====== Page
Tajik Word2Vec Word Embedding Model
This repository contains a pretrained Word2Vec (Skip-gram) model for the Tajik language, trained on an extensive corpus of Tajik texts using Negative Sampling.
The model is suitable for use in various NLP tasks such as:
- Text classification
- Semantic similarity detection
- Building classifiers and other downstream models
Licensed under the MIT License, which allows free usage in both research and commercial applications.
📊 Model Overview
Parameter | Value |
---|---|
Model Type | Word2Vec (Skip-gram) |
Vector Size | 300 |
Vocabulary Size | 145,232 |
Context Window | 5 |
Min Word Count | ≥ 5 |
Supports OOV | ❌ No |
📚 Training Corpus
Books (Total: 99)
- Programming: 6
- History: 4
- Religion: 12
- Scientific: 3
- Children's literature: 6
- Prose: 19
- Poetry: 21
- Textbooks: 28
Articles (Total: 134,497)
- Asia-Plus: 20,471
- Khovar: 21,557
- Ovozi Tojik: 7,495
- Farazh: 4,679
- Wikipedia: 80,295
Total Corpus Statistics
- Documents: 134,596
- Tokens: ~33.5 million
- Unique Lemmas: 649,308
🧪 Comparison with Meta FastText
We evaluated this Word2Vec model against the Meta FastText model using semantic similarity and Spearman correlation:
Model | Spearman Correlation | OOV Support |
---|---|---|
FastText (Meta) | 0.703 | Yes |
Word2Vec (our) | 0.558 | ❌ No |
While Word2Vec shows lower overall correlation compared to FastText, it performs well on frequent words and basic lexical relationships.
============
====== Data provided
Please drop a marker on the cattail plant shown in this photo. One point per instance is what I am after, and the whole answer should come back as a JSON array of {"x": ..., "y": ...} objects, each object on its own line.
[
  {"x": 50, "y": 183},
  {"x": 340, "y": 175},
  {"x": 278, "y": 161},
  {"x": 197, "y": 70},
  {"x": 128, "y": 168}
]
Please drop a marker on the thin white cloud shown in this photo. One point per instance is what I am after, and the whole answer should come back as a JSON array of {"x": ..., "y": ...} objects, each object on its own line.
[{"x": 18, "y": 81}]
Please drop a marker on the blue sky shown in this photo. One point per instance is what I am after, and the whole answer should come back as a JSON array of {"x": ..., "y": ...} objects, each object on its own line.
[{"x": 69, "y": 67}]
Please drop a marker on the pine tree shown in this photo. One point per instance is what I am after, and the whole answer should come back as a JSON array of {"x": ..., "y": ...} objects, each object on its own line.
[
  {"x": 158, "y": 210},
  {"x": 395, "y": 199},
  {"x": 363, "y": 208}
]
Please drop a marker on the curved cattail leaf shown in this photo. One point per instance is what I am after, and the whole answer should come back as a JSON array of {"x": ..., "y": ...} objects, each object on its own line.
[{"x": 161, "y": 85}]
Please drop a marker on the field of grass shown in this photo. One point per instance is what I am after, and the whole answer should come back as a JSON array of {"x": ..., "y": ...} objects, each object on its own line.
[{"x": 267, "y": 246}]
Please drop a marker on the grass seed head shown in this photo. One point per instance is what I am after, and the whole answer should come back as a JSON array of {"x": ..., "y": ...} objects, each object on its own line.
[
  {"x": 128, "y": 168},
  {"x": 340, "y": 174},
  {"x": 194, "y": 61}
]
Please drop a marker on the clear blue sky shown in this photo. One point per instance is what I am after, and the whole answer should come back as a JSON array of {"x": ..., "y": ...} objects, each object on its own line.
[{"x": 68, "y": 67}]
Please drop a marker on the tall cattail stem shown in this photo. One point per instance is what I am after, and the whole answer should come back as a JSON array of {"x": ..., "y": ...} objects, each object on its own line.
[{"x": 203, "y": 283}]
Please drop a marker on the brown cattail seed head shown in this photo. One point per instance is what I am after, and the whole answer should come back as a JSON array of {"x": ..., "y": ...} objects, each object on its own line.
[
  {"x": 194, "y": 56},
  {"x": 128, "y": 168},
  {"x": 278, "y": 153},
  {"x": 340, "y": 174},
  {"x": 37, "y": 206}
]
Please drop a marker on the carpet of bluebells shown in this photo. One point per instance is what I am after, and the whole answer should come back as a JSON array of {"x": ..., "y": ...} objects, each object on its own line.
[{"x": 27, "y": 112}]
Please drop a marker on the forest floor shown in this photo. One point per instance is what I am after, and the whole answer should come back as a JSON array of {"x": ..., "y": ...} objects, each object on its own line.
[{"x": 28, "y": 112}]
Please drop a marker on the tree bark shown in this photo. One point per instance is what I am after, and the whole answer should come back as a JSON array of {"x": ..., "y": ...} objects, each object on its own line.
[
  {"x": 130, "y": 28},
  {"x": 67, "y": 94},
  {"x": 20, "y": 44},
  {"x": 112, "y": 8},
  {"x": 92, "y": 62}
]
============
• Requests:
a – According to the Tajik Word2Vec page, what does the model's MIT License allow? Answer in one to three sentences.
b – Please count the lines of the records that contain the string "seed", treating case as significant, and give only the number.

• Answers in order:
a – The MIT License allows the model to be used freely in both research and commercial applications.

b – 2